CONSIGNES –
A – Dans le texte sur l'explosion du distributeur de Nuglar, relevez toutes les questions qui viennent après « Et ensuite : ».
B – Résumez en deux ou trois phrases le paragraphe qui commence par « Pièce par pièce » dans le texte sur l'explosion du distributeur de Nuglar, sans perdre ses faits principaux.
C – Écrivez la suite du texte sur l'explosion du distributeur de Nuglar, à partir de sa dernière phrase.

EXTRAIT SOURCE –
11 août 2022. Il fait nuit à Nuglar, village situé à la pointe nord-est du Jura soleurois. Les rues sont calmes. Soudain, un bruit assourdissant retentit. Un distributeur automatique de billets explose. Les auteurs sont rapides ; en quelques minutes, ils ont disparu avec leur butin. C’est l’une des nombreuses explosions de distributeur cette année. Et les enquêteurs dépêchés sur le lieu de l’infraction le savent déjà : ce ne sera pas la dernière.
Dans les décombres, ils recherchent des traces : avec quoi a-t-on fait exploser le distributeur automatique ? De l’explosif ou du gaz ? Quel est le modèle du distributeur ? Les enquêteurs visionnent les images des caméras de surveillance. Comment les auteurs ont-ils procédé ? Combien étaient-ils ? À quoi ressemblaient-ils ? Comment ont-ils pris la fuite ? Dans quelle direction ? Et ensuite : à combien s’élève le butin ? Le bancomat avait-il été réapprovisionné récemment ? Y avait-il déjà eu des attaques dans la région ? Peut-on établir des liens ?
Pièce par pièce, les enquêteurs assemblent le puzzle de cette attaque. Et comme pour tous les puzzles difficiles, il leur faut au moins un angle et un bord pour s’orienter. Dans le cas présent, les auteurs ont utilisé de l’explosif et ont fui à moto. Il y a une ressemblance avec quelques autres explosions de distributeur automatique de billets ayant eu lieu cette année – un schéma. Les mêmes auteurs ?

INFORMATIONS FOURNIES –
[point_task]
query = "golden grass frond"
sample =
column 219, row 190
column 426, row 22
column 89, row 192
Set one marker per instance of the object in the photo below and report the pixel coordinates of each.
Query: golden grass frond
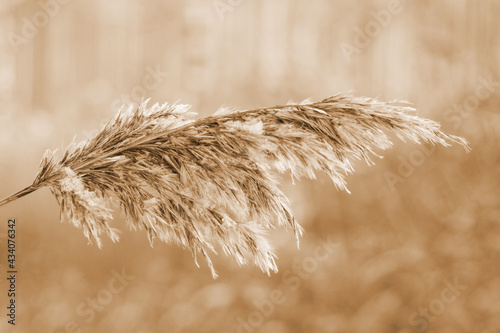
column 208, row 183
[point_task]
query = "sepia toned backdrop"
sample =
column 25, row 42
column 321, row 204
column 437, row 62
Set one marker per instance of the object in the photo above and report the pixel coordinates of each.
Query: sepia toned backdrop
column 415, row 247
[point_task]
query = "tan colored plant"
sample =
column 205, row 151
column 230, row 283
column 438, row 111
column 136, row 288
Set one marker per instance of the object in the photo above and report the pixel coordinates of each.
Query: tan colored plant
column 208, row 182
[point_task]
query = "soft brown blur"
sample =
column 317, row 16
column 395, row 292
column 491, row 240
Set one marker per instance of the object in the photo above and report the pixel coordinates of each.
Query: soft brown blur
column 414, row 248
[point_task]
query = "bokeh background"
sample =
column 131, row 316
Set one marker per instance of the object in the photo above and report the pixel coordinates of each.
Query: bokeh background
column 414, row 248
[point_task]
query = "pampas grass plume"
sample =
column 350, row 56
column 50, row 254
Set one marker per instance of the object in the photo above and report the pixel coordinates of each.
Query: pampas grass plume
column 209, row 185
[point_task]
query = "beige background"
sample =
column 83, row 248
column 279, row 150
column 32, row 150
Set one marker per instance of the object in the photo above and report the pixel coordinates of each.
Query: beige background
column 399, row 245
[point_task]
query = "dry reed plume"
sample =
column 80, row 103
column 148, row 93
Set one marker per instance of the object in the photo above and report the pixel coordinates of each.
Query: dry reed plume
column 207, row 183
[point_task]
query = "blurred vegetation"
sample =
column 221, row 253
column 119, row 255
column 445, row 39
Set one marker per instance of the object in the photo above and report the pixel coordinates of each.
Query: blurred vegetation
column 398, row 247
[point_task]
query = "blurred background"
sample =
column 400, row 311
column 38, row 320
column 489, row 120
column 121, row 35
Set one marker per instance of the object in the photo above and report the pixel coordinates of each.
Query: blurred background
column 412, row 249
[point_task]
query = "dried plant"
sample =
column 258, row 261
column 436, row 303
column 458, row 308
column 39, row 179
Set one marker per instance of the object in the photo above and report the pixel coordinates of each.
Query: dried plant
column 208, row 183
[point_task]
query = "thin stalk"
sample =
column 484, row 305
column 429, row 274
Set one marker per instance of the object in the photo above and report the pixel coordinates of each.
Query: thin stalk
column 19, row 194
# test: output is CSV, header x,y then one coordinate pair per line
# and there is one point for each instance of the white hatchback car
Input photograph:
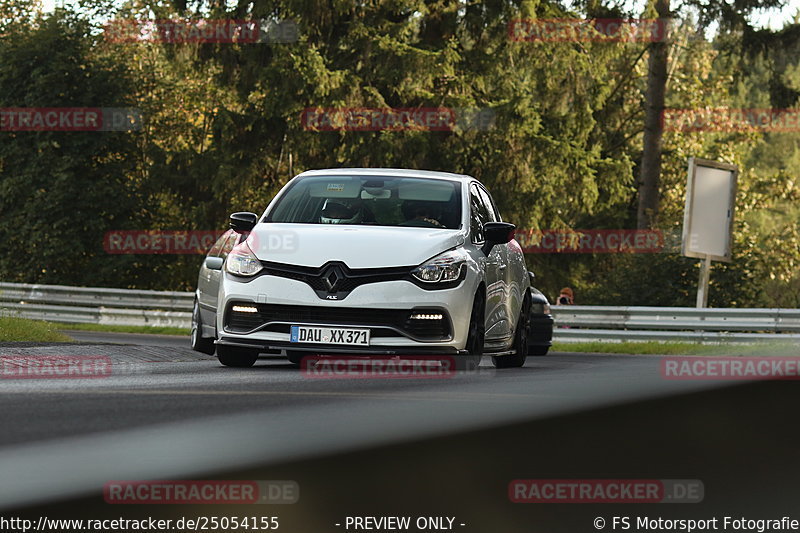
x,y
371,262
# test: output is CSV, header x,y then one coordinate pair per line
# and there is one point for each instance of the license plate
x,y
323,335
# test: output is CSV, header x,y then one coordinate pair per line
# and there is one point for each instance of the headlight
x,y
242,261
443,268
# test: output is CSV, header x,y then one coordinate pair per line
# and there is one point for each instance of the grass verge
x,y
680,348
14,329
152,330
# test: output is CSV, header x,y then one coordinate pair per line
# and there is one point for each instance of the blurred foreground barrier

RÉPONSES –
A –
- À combien s'élève le butin ?
- Le bancomat avait-il été réapprovisionné récemment ?
- Y avait-il déjà eu des attaques dans la région ?
- Peut-on établir des liens ?

B – Les enquêteurs reconstituent l'attaque peu à peu et ont besoin de points de repère. Ici, les auteurs se sont servis d'explosif et sont partis à moto. Cela ressemble à d'autres explosions de distributeur de cette année et fait penser aux mêmes auteurs.

C –
« La situation détermine la mission » : cette expression courante dans la police n’est pas une formule creuse. La situation policière est un instrument dynamique. Elle prend forme quand on rassemble, analyse et évalue systématiquement toutes les informations disponibles. C’est sur la base de ce tableau de la situation que la police peut élaborer une stratégie effective pour lutter contre ce type de grande criminalité. Sans informations, pas de tableau de la situation, et sans tableau de la situation, la police est aveugle et manque d’efficacité.
C’est là que fedpol entre en jeu. En tant que plate-forme d’information, nous analysons les informations disponibles, nous les échangeons avec les autorités partenaires, nous nous en servons pour élaborer un tableau de la situation et, en tant que police judiciaire fédérale, nous coordonnons les enquêtes sur mandat du Ministère public de la Confédération. Le tableau de la situation est aussi partagé avec les autorités de poursuite pénale des cantons et de l’étranger. Si la police sait ce que la police sait, elle peut agir efficacement et identifier les auteurs.
Il n’y a pas qu’une situation. Les situations policières sont multiples : les explosions de distributeur automatique de billets ; la radicalisation extrémiste violente de nature religieuse ou politique et les actes à motivation terroriste ; les menaces contre des membres du Conseil fédéral ; le trafic de drogue international financé par des moyens illimités ; un service de messagerie destiné aux criminels qui met en lumière l’ampleur insoupçonnée de la criminalité organisée en Suisse... Voilà notamment ce qui a marqué l’année 2022 que nous avons vécue.
Les pièces du puzzle s’accumulent. Pour les assembler, il faut des ressources, un bien rare dans le monde de la police. Or, il faut connaître la situation pour engager ces ressources avec précision et efficacité – autrement dit pour assembler le puzzle de manière systématique et dynamique. Et qui sait, peut-être que le puzzle qui se présente à nous aujourd’hui se révélera demain n’être qu’une partie d’une vue autrement plus large. Ce sera alors cette nouvelle situation qui déterminera la mission, notre mission.
Notre rapport annuel présente une partie de la situation policière de 2022. Plongez-vous dans sa lecture, que je vous souhaite passionnante !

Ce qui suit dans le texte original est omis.